-- Source document --

Three Ways to Be Healthier Now - Y Magazine
Check out the latest podcast episode Listen
At the Y

Three Ways to Be Healthier Now


New findings from the Department of Exercise Sciences can help you shape up.

Three Ways to Be Healthier Now

Curb Your Appetite 

A good workout doesn’t just burn calories. Exercise sciences professor James D. LeCheminant (BS ’99, MS ’01) and psychology professor Michael J. Larson (BS ’02) tracked the neural activity of 35 women when viewing images of food on exercise days and non-exercise days. Their study, published in Medicine & Science in Sports & Exercise, found that 45 minutes of moderate-to-vigorous exercise in the morning reduced a person’s response to pictures of food—and participants didn’t eat more on exercise days, questioning the idea that you “work up an appetite.” According to Larson, the relationship between exercise and food intake has been studied before, but this is among the first neurologic studies.

-- Extracted records --
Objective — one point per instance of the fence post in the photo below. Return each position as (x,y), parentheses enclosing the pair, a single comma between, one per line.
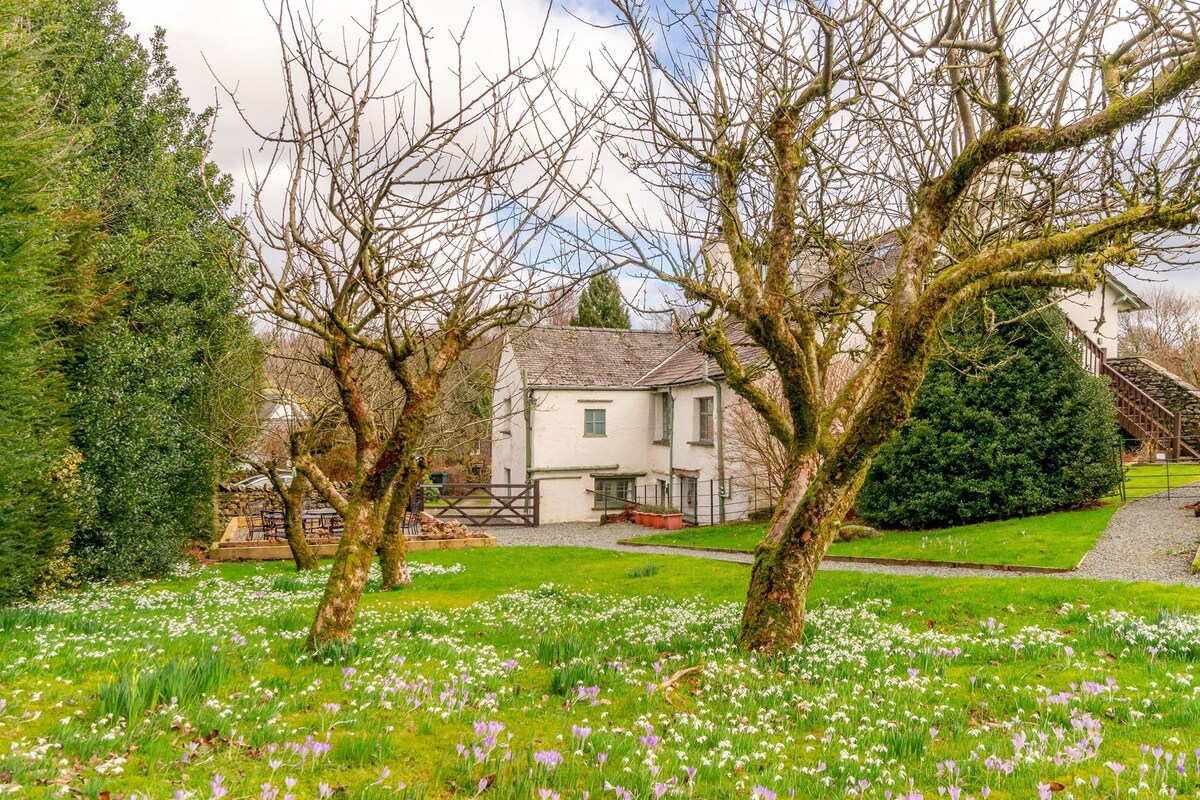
(1177,435)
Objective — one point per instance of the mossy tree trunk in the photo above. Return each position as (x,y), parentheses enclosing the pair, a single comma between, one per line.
(293,523)
(292,498)
(347,581)
(383,467)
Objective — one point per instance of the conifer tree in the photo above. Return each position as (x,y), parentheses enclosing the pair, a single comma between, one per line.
(600,305)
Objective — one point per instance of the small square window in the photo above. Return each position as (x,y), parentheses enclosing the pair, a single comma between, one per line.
(594,422)
(612,492)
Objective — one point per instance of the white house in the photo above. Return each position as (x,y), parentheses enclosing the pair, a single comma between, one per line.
(604,416)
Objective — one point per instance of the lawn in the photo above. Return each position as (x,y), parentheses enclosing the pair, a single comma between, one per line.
(517,674)
(1055,540)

-- Tasks to carry out --
1: List every academic degree, with its year, that the Y Magazine article on being healthier gives in parentheses after a professor's name.
2: From the Y Magazine article on being healthier, reproduce word for word everything from "New findings from" down to "first neurologic studies.".

-- Responses to the tasks --
1:
- BS ’99 (James D. LeCheminant)
- MS ’01 (James D. LeCheminant)
- BS ’02 (Michael J. Larson)

2:
New findings from the Department of Exercise Sciences can help you shape up.

Three Ways to Be Healthier Now

Curb Your Appetite 

A good workout doesn’t just burn calories. Exercise sciences professor James D. LeCheminant (BS ’99, MS ’01) and psychology professor Michael J. Larson (BS ’02) tracked the neural activity of 35 women when viewing images of food on exercise days and non-exercise days. Their study, published in Medicine & Science in Sports & Exercise, found that 45 minutes of moderate-to-vigorous exercise in the morning reduced a person’s response to pictures of food—and participants didn’t eat more on exercise days, questioning the idea that you “work up an appetite.” According to Larson, the relationship between exercise and food intake has been studied before, but this is among the first neurologic studies.